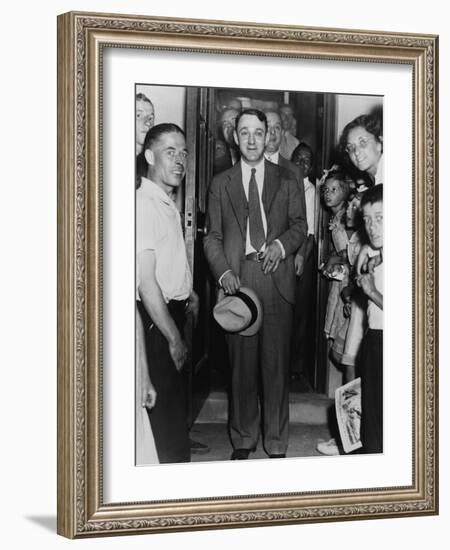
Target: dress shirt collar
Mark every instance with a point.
(153, 191)
(273, 157)
(247, 171)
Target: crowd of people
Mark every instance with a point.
(259, 247)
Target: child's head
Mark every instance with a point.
(353, 212)
(335, 190)
(372, 212)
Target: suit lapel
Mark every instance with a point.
(238, 200)
(271, 185)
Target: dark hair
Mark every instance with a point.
(371, 123)
(300, 146)
(372, 195)
(255, 112)
(142, 97)
(157, 131)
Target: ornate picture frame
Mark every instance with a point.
(82, 39)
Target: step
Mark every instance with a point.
(304, 408)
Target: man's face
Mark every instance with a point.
(167, 159)
(303, 158)
(274, 130)
(373, 222)
(287, 116)
(251, 137)
(228, 124)
(145, 119)
(363, 149)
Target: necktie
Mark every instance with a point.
(257, 235)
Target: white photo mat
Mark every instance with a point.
(124, 482)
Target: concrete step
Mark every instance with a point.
(304, 408)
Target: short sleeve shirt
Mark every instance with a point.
(158, 228)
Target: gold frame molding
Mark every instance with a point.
(81, 37)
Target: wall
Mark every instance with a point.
(28, 275)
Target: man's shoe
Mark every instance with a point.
(240, 454)
(198, 448)
(329, 448)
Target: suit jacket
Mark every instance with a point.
(227, 215)
(296, 170)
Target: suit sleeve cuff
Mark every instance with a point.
(283, 252)
(222, 276)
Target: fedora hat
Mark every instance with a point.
(239, 313)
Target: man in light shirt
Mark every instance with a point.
(256, 222)
(164, 286)
(301, 356)
(272, 149)
(288, 140)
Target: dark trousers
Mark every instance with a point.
(169, 418)
(372, 391)
(302, 332)
(262, 358)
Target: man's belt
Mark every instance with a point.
(254, 256)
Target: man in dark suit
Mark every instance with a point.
(256, 222)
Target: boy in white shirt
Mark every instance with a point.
(370, 279)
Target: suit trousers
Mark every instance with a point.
(169, 417)
(372, 391)
(260, 368)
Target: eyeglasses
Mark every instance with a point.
(350, 148)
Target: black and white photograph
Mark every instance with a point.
(259, 273)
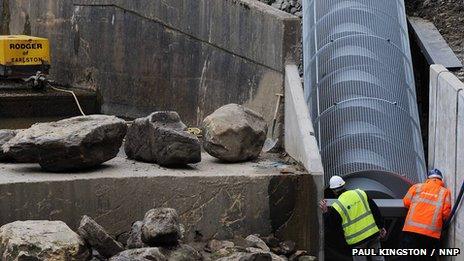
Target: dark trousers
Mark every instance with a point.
(413, 240)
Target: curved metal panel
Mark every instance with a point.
(360, 91)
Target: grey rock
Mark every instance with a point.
(96, 236)
(286, 248)
(135, 236)
(70, 144)
(240, 256)
(216, 245)
(41, 240)
(297, 255)
(140, 254)
(274, 257)
(234, 133)
(5, 136)
(271, 241)
(182, 253)
(161, 227)
(255, 241)
(162, 138)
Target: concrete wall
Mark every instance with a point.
(301, 144)
(147, 55)
(214, 200)
(446, 139)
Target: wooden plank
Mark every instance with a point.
(432, 44)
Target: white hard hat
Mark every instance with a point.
(336, 182)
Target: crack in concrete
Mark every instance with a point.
(158, 21)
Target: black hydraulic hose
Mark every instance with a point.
(455, 208)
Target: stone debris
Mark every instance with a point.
(162, 138)
(161, 227)
(96, 236)
(234, 133)
(255, 241)
(135, 236)
(240, 256)
(216, 245)
(182, 253)
(41, 240)
(5, 136)
(157, 237)
(140, 254)
(68, 145)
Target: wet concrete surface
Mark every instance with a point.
(213, 199)
(20, 106)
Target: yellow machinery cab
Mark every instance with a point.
(22, 56)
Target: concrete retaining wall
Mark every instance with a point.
(301, 144)
(446, 138)
(213, 199)
(147, 55)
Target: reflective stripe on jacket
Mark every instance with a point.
(357, 220)
(429, 205)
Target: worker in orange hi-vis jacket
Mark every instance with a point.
(429, 207)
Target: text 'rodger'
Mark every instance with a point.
(27, 46)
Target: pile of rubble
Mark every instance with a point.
(159, 236)
(232, 133)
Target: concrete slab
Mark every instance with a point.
(213, 199)
(446, 137)
(182, 55)
(301, 144)
(432, 44)
(20, 102)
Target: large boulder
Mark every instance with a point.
(234, 133)
(162, 138)
(140, 254)
(5, 136)
(71, 144)
(41, 240)
(161, 227)
(96, 236)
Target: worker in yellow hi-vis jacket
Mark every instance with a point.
(358, 215)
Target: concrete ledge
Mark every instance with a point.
(446, 138)
(301, 144)
(213, 199)
(25, 103)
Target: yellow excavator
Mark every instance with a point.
(25, 58)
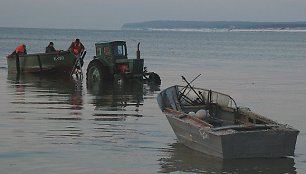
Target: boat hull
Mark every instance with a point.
(230, 144)
(61, 62)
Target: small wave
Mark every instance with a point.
(223, 30)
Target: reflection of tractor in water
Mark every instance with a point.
(111, 62)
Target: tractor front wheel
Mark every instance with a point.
(96, 73)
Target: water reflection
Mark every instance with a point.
(45, 94)
(179, 158)
(118, 99)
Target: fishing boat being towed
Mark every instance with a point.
(211, 122)
(58, 62)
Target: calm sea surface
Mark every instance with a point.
(55, 125)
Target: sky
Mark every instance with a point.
(112, 14)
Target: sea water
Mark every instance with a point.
(56, 125)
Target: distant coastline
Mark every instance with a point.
(214, 25)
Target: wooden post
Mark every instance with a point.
(17, 64)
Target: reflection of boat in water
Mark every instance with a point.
(118, 99)
(210, 122)
(178, 158)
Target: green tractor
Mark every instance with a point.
(111, 62)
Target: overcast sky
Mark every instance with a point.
(112, 14)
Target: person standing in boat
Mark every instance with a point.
(20, 50)
(50, 48)
(76, 47)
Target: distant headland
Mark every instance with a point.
(228, 25)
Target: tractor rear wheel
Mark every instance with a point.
(96, 73)
(154, 78)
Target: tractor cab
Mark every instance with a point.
(111, 62)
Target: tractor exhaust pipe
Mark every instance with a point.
(138, 51)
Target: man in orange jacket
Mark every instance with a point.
(76, 47)
(20, 50)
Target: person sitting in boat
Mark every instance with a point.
(76, 47)
(20, 50)
(50, 48)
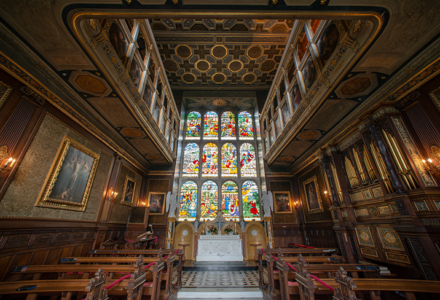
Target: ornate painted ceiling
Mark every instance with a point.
(206, 53)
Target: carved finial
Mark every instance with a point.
(346, 289)
(95, 289)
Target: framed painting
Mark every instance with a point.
(313, 197)
(128, 191)
(282, 202)
(70, 178)
(157, 203)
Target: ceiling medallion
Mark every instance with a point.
(235, 65)
(219, 102)
(255, 51)
(219, 77)
(249, 78)
(183, 51)
(219, 51)
(203, 65)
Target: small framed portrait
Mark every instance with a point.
(282, 202)
(128, 191)
(313, 196)
(70, 179)
(157, 203)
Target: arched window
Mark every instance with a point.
(188, 201)
(210, 127)
(228, 126)
(251, 201)
(230, 201)
(209, 200)
(193, 128)
(245, 126)
(229, 160)
(210, 160)
(191, 161)
(248, 163)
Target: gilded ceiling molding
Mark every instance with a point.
(16, 71)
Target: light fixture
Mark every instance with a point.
(7, 166)
(112, 195)
(430, 167)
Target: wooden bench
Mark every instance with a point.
(132, 287)
(167, 274)
(343, 287)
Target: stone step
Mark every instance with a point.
(220, 266)
(220, 293)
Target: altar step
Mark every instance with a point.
(220, 293)
(220, 266)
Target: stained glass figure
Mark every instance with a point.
(245, 126)
(191, 161)
(210, 160)
(193, 126)
(251, 201)
(229, 160)
(209, 200)
(230, 202)
(248, 163)
(188, 201)
(228, 126)
(210, 127)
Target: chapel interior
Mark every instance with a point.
(218, 149)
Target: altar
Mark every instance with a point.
(219, 248)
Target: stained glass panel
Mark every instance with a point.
(251, 201)
(209, 201)
(245, 126)
(191, 161)
(210, 160)
(210, 128)
(248, 163)
(188, 201)
(228, 126)
(230, 201)
(193, 126)
(229, 160)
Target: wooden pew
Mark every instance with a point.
(135, 285)
(167, 275)
(343, 287)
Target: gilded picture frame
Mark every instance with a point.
(70, 179)
(312, 195)
(128, 192)
(282, 202)
(156, 202)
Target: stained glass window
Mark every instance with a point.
(193, 126)
(229, 160)
(191, 161)
(228, 126)
(245, 126)
(230, 202)
(248, 163)
(210, 160)
(209, 200)
(251, 202)
(210, 127)
(188, 201)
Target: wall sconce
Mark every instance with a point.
(430, 167)
(112, 196)
(7, 166)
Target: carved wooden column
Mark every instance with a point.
(378, 141)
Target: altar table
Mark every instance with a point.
(219, 248)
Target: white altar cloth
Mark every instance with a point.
(219, 248)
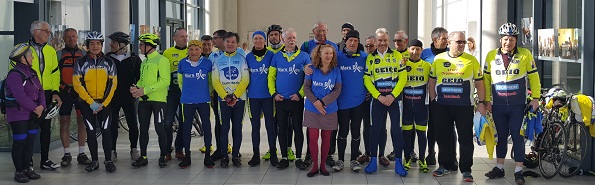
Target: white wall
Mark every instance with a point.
(366, 16)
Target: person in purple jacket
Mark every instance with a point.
(24, 106)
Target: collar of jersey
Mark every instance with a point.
(230, 54)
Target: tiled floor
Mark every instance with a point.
(263, 174)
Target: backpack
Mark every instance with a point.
(5, 100)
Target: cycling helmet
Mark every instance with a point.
(150, 39)
(18, 51)
(195, 43)
(120, 37)
(274, 27)
(531, 160)
(94, 35)
(51, 111)
(508, 29)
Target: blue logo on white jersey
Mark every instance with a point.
(231, 73)
(454, 90)
(507, 87)
(414, 91)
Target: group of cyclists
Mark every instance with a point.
(327, 87)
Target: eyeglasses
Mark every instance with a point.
(46, 31)
(461, 42)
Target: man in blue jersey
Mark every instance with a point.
(230, 79)
(261, 102)
(285, 81)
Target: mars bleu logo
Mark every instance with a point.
(231, 73)
(290, 70)
(355, 68)
(327, 85)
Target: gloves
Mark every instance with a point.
(95, 106)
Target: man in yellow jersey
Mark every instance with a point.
(453, 78)
(508, 72)
(385, 78)
(174, 55)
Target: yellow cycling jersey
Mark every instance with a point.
(455, 78)
(508, 86)
(418, 73)
(385, 74)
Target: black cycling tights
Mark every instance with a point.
(23, 134)
(145, 110)
(100, 121)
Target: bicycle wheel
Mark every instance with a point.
(577, 137)
(552, 150)
(197, 124)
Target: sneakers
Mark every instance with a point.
(267, 156)
(399, 168)
(180, 156)
(140, 162)
(423, 166)
(407, 164)
(34, 176)
(254, 161)
(185, 162)
(300, 164)
(83, 159)
(456, 165)
(284, 163)
(110, 166)
(391, 156)
(363, 159)
(162, 162)
(355, 167)
(467, 177)
(372, 166)
(441, 171)
(519, 178)
(94, 165)
(384, 161)
(237, 162)
(21, 177)
(290, 155)
(134, 154)
(66, 159)
(495, 173)
(208, 162)
(413, 157)
(49, 165)
(338, 166)
(114, 155)
(330, 161)
(224, 163)
(204, 149)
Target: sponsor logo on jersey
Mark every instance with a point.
(414, 91)
(506, 87)
(452, 90)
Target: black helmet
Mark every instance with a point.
(274, 27)
(531, 160)
(120, 37)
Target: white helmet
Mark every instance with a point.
(51, 111)
(508, 29)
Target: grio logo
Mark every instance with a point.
(508, 72)
(231, 73)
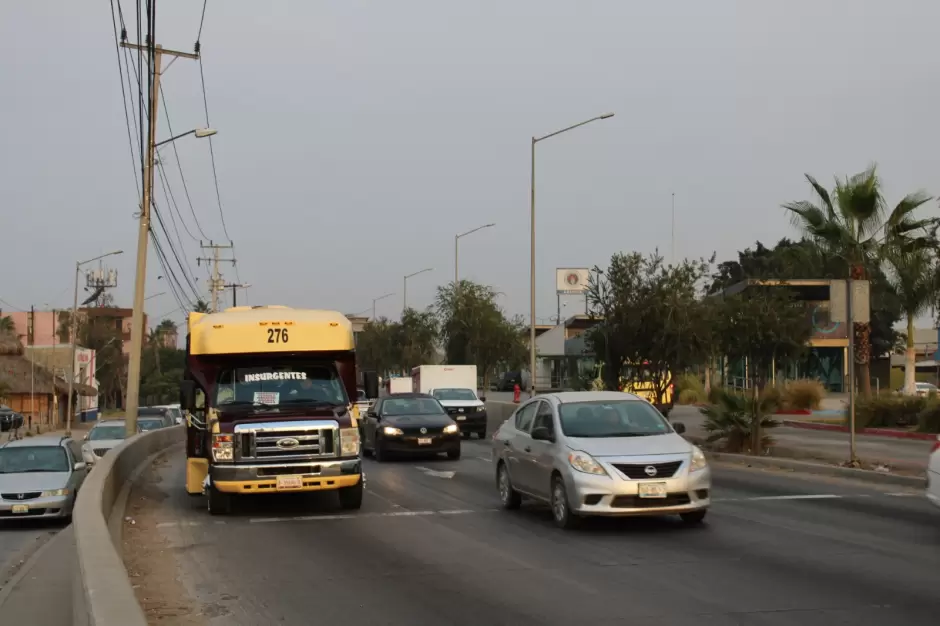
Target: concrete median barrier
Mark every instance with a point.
(102, 592)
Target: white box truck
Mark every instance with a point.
(455, 387)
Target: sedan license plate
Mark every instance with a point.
(652, 490)
(286, 483)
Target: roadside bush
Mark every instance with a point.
(802, 395)
(928, 420)
(888, 411)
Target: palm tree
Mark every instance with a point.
(914, 278)
(852, 225)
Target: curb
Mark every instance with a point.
(819, 469)
(871, 432)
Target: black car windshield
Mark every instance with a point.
(412, 406)
(454, 394)
(33, 459)
(617, 418)
(280, 384)
(100, 433)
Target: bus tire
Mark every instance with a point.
(350, 498)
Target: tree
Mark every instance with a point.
(475, 331)
(652, 322)
(851, 224)
(761, 326)
(915, 280)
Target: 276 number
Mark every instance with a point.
(277, 335)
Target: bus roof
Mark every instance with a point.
(241, 330)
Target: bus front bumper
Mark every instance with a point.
(286, 477)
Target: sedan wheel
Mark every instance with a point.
(508, 496)
(561, 512)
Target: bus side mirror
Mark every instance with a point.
(187, 395)
(370, 384)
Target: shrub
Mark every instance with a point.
(888, 411)
(731, 417)
(805, 394)
(690, 396)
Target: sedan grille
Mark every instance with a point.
(29, 495)
(639, 471)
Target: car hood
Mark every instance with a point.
(433, 421)
(460, 403)
(670, 443)
(33, 481)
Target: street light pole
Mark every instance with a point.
(73, 324)
(535, 140)
(374, 300)
(404, 301)
(457, 255)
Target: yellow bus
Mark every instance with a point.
(270, 397)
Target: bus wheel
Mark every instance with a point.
(350, 498)
(219, 503)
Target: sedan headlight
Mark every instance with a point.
(349, 441)
(584, 462)
(223, 448)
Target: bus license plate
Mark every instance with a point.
(286, 483)
(652, 490)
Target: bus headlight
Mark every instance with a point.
(223, 448)
(349, 441)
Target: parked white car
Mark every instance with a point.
(933, 474)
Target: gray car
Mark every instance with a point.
(102, 438)
(40, 477)
(599, 453)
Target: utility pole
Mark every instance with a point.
(235, 287)
(156, 54)
(216, 284)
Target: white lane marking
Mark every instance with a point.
(435, 473)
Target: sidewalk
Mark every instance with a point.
(828, 446)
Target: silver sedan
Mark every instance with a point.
(599, 453)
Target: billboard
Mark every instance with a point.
(571, 280)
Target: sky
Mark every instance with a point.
(357, 137)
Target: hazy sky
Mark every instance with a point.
(356, 137)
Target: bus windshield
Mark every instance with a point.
(273, 385)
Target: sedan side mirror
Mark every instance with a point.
(542, 433)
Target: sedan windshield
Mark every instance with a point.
(33, 459)
(454, 394)
(272, 385)
(100, 433)
(618, 418)
(412, 406)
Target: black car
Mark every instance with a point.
(408, 424)
(9, 419)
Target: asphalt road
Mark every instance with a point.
(431, 547)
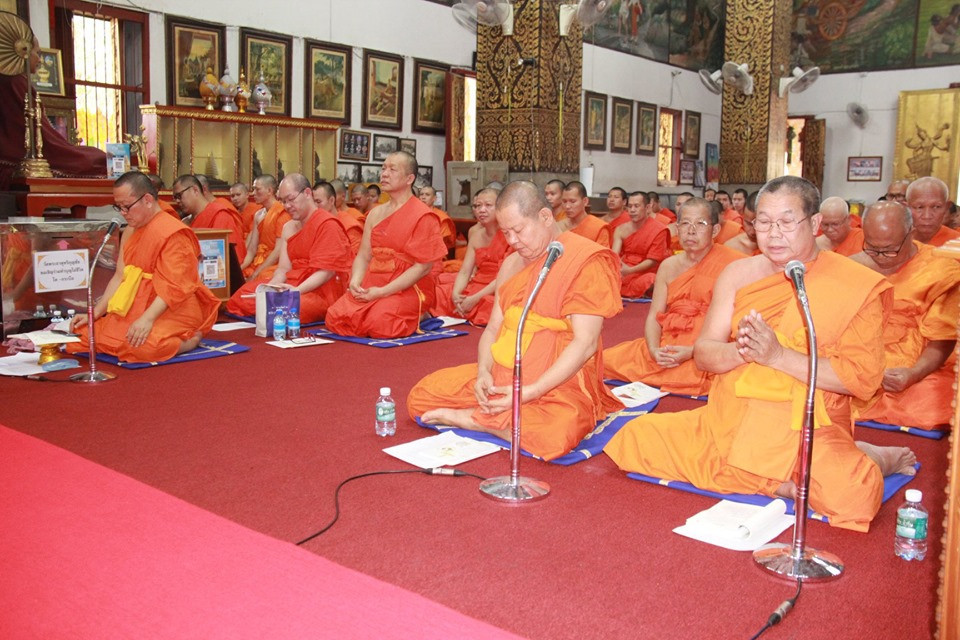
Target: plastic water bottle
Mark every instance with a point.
(293, 325)
(279, 325)
(386, 413)
(911, 540)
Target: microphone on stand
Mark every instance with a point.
(513, 489)
(93, 375)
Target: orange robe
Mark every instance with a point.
(166, 250)
(745, 440)
(584, 281)
(270, 229)
(321, 245)
(652, 241)
(926, 298)
(593, 228)
(688, 296)
(409, 235)
(217, 216)
(487, 261)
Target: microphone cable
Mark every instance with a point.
(777, 616)
(436, 471)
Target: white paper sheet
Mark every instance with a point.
(736, 526)
(445, 449)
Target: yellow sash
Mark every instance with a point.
(504, 348)
(760, 382)
(122, 299)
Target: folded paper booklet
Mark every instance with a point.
(737, 526)
(446, 449)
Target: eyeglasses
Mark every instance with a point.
(125, 208)
(785, 226)
(890, 253)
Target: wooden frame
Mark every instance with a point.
(354, 145)
(621, 126)
(646, 129)
(192, 46)
(864, 168)
(329, 69)
(594, 121)
(691, 135)
(382, 90)
(269, 54)
(429, 96)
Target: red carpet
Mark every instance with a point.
(262, 438)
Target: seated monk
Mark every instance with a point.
(839, 235)
(563, 394)
(578, 220)
(927, 199)
(746, 242)
(391, 285)
(209, 213)
(315, 257)
(745, 439)
(921, 334)
(682, 292)
(470, 294)
(263, 250)
(642, 244)
(155, 306)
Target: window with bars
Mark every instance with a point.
(105, 53)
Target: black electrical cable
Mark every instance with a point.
(777, 616)
(438, 471)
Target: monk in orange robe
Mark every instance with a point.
(315, 257)
(391, 284)
(580, 222)
(927, 199)
(563, 394)
(682, 292)
(155, 306)
(209, 213)
(839, 235)
(921, 335)
(745, 440)
(263, 252)
(470, 293)
(642, 245)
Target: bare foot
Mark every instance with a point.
(890, 459)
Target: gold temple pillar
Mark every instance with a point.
(529, 91)
(753, 129)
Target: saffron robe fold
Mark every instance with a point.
(408, 236)
(651, 241)
(487, 261)
(167, 252)
(688, 297)
(585, 281)
(926, 299)
(320, 245)
(742, 441)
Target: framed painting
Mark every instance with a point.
(354, 145)
(621, 126)
(429, 96)
(384, 146)
(594, 121)
(268, 55)
(48, 78)
(691, 134)
(646, 129)
(327, 90)
(382, 90)
(192, 48)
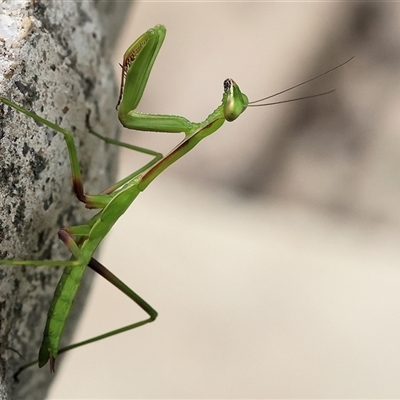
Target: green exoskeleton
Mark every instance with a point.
(83, 240)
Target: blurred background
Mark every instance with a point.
(271, 251)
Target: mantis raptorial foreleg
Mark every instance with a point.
(83, 240)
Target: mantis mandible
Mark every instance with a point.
(83, 240)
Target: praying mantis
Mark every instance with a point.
(83, 240)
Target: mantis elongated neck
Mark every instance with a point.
(207, 127)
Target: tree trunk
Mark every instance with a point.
(55, 62)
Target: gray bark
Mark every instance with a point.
(54, 61)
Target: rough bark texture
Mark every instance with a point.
(54, 61)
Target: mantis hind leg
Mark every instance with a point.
(105, 273)
(114, 280)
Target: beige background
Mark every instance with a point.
(290, 292)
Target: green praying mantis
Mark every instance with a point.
(83, 240)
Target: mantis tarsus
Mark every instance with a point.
(83, 240)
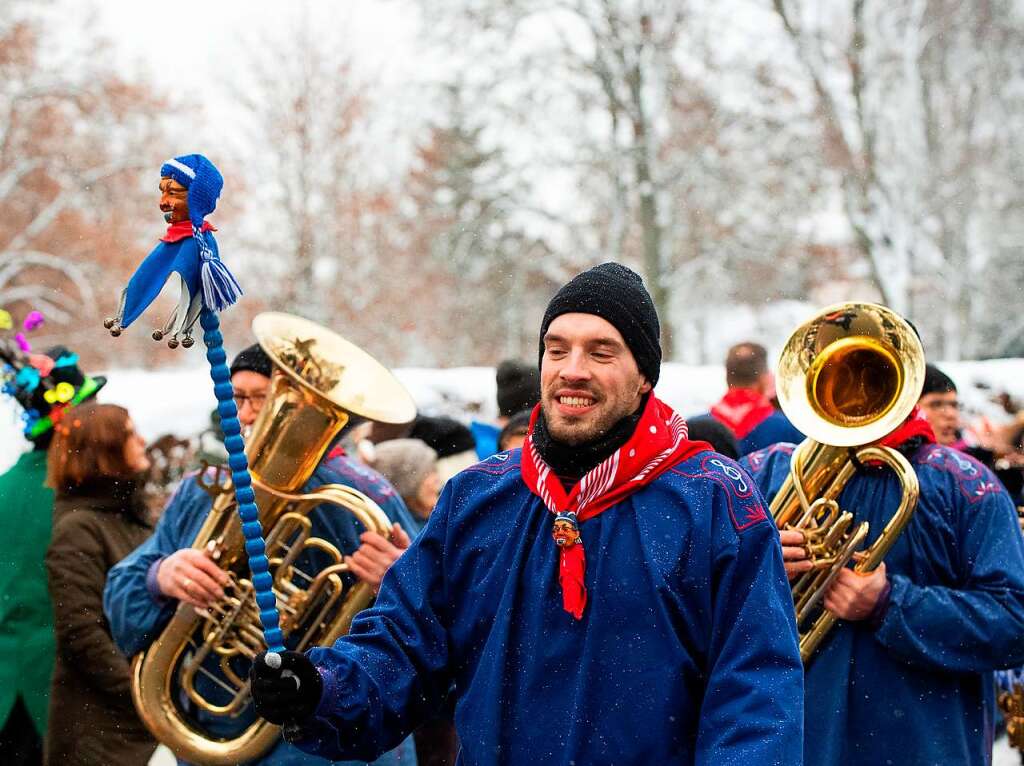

WHAT IS REQUIRED: Take the records above and return, word for word, only the lines that fall from the line with "Target: bus license plate" to the line with "Target: billboard", both of them included.

THE ANSWER:
Target: bus license plate
Mark every instance with a point.
(286, 483)
(652, 490)
Target: bus headlight
Mark every instance with a point.
(223, 448)
(349, 441)
Target: parked white car
Mark every instance with a point.
(933, 474)
Target: gray car
Mark every instance with a point.
(102, 438)
(40, 477)
(599, 453)
Target: utility pole
Mark every instance with a point.
(235, 287)
(156, 54)
(216, 284)
Target: white lane marking
Mark every instance with a point.
(435, 473)
Target: sidewalk
Mark every instance with a point.
(828, 446)
Target: silver sedan
Mark every instance with a point.
(599, 453)
Target: billboard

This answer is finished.